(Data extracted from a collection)
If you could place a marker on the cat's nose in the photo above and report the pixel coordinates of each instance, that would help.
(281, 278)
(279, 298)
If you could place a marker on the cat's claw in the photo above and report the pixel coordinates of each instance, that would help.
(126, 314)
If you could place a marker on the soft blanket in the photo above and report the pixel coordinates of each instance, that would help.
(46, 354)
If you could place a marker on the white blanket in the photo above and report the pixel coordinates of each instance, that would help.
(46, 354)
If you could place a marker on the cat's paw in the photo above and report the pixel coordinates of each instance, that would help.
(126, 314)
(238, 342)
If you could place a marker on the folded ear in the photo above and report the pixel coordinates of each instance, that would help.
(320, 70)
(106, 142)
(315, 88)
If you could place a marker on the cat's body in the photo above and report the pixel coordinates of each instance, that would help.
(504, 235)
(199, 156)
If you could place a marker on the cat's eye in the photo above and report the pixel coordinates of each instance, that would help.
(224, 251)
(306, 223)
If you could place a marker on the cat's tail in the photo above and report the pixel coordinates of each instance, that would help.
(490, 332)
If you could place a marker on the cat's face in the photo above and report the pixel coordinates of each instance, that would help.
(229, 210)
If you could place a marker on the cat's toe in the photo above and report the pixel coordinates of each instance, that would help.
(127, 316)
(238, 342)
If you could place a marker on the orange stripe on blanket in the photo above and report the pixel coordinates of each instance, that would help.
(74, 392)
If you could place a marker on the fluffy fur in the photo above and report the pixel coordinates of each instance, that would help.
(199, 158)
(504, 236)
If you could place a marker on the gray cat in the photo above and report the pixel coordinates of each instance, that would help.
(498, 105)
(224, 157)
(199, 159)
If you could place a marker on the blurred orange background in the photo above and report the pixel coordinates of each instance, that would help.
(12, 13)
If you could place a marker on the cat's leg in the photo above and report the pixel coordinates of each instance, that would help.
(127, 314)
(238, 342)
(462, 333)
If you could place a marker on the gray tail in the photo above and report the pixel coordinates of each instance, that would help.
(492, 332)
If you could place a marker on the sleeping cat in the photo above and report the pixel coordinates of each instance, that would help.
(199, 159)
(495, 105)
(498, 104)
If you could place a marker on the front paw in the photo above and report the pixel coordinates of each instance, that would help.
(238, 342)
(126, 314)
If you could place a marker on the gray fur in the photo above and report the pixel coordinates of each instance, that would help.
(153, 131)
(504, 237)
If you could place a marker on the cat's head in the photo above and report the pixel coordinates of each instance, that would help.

What to produce — Repeat word for word from the line holding "If you could place a marker on the front" down to the last line above, including both.

Your response —
If you could place a marker on the front paw in the photo above and report the pixel coordinates of each instance, that would help.
(238, 342)
(126, 314)
If you could place a marker on the gray fur in the photo above and report the pixel coordinates of each instance, that would help.
(153, 131)
(504, 237)
If you could place a marker on the cat's head in the photo above and report the pixel coordinates of each instance, that would help.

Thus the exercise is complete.